### Dataset content
+++
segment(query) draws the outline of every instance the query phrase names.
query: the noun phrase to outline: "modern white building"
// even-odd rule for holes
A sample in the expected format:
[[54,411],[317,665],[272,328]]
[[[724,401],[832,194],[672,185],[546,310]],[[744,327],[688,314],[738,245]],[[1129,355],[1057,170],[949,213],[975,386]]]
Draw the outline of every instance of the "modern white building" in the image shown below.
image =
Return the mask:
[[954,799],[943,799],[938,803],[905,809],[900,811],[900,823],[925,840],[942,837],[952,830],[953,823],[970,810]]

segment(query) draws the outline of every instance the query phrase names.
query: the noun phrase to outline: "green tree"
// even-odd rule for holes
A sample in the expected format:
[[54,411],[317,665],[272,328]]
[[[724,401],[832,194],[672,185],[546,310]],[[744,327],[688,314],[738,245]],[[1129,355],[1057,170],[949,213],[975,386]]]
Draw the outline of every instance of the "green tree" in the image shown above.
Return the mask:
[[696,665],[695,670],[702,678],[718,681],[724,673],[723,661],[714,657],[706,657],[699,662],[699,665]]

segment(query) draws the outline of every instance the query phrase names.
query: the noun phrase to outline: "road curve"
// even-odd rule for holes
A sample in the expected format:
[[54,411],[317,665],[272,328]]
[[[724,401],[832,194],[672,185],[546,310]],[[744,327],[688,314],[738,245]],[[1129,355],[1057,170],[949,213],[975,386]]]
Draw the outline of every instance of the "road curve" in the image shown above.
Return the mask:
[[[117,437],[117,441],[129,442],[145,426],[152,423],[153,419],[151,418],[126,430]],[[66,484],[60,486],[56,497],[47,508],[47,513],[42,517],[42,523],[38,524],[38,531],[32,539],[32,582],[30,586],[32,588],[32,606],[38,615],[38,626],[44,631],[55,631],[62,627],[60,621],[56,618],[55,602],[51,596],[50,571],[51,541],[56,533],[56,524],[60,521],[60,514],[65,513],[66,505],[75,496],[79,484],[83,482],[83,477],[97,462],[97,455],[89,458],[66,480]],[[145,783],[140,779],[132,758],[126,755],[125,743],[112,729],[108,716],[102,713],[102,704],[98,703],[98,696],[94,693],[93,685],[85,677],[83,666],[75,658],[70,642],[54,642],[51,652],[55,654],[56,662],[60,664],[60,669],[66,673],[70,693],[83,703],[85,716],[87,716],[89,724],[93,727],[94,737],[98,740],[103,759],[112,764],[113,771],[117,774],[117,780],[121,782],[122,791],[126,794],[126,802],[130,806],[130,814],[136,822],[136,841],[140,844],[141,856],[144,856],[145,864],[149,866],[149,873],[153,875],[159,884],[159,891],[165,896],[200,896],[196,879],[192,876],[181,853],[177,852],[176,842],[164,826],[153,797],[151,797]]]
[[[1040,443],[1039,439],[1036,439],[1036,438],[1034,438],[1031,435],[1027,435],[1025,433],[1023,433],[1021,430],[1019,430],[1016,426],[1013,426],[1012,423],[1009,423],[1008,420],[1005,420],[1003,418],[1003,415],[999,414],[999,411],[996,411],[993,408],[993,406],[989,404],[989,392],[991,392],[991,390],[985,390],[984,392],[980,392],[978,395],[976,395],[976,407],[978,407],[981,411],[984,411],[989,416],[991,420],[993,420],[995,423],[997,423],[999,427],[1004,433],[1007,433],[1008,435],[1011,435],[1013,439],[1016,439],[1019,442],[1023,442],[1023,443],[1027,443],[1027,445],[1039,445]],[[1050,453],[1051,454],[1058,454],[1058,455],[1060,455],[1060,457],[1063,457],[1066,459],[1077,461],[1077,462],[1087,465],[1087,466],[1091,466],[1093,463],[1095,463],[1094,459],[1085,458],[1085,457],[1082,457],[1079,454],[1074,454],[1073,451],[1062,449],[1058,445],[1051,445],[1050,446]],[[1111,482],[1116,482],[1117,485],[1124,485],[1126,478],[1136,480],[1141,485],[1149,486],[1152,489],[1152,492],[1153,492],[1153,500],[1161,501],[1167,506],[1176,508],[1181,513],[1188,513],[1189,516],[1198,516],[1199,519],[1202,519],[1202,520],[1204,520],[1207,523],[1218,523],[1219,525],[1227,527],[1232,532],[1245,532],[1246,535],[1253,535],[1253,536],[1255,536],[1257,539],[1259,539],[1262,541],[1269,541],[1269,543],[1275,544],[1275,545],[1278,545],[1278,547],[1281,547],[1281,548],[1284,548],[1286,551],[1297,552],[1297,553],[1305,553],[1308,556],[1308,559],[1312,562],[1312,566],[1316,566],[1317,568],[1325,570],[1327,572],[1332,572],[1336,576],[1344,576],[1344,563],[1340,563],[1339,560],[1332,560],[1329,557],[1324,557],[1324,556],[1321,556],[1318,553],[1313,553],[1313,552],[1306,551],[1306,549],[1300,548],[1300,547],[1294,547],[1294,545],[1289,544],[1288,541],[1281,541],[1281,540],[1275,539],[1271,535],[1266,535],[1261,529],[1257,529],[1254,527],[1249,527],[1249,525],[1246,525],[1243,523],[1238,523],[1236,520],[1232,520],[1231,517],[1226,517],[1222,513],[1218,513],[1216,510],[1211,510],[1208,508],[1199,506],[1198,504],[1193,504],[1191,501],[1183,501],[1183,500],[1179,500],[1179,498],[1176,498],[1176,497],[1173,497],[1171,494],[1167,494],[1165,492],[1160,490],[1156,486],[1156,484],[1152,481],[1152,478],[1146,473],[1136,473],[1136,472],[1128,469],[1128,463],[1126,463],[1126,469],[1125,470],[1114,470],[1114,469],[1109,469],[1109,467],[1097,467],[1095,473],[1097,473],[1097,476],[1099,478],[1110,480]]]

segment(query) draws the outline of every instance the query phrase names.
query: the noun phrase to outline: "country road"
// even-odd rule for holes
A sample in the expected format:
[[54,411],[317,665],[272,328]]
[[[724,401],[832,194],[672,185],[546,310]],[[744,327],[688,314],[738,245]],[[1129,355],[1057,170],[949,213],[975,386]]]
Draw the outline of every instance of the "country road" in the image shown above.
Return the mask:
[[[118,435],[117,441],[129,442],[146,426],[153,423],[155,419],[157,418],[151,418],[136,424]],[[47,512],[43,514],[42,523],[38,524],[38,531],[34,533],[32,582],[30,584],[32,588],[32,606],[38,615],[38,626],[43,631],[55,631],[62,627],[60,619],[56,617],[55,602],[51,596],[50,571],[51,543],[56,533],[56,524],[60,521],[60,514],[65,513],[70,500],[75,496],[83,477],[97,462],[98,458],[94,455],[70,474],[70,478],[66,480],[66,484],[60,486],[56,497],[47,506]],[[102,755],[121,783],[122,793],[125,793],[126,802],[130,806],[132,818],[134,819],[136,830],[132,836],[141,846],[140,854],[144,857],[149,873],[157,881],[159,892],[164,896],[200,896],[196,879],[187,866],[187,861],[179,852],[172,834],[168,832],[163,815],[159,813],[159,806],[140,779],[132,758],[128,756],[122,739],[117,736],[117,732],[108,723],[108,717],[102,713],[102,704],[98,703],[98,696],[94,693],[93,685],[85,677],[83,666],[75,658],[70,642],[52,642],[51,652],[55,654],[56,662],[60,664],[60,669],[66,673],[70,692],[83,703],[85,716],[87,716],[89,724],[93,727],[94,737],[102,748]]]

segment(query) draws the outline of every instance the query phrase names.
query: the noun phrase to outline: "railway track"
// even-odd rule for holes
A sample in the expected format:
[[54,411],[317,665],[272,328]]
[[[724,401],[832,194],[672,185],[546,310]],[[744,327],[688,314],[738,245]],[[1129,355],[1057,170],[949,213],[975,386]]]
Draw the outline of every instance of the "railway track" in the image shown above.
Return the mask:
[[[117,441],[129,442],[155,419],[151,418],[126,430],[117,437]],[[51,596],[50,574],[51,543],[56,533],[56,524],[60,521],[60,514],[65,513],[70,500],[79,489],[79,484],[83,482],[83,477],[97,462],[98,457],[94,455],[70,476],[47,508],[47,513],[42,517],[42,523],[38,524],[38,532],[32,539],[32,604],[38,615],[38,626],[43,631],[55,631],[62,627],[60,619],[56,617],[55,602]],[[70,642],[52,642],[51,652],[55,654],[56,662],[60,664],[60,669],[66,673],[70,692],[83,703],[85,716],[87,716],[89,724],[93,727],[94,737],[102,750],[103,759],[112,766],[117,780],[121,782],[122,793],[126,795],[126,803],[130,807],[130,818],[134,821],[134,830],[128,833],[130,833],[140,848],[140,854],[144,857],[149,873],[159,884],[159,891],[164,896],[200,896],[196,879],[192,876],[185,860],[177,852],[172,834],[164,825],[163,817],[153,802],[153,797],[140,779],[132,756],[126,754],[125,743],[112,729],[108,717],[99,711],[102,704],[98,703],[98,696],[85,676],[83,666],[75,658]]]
+++
### What is being asked
Reproduce the listing above character for character, from its first line through the line containing "image shown below.", including both of those lines.

### Finished answer
segment(query) draws the outline of every instance the query phrase names.
query: the noun phrase to outline: "modern white building"
// even-odd rule for holes
A sample in the expected format:
[[54,411],[317,665],[272,328]]
[[[724,401],[832,194],[672,185],[546,310]],[[744,327],[688,314],[738,245]],[[1129,355],[1057,170],[949,213],[975,386]]]
Draw the outline of every instance of the "modern white building" in the image shown below.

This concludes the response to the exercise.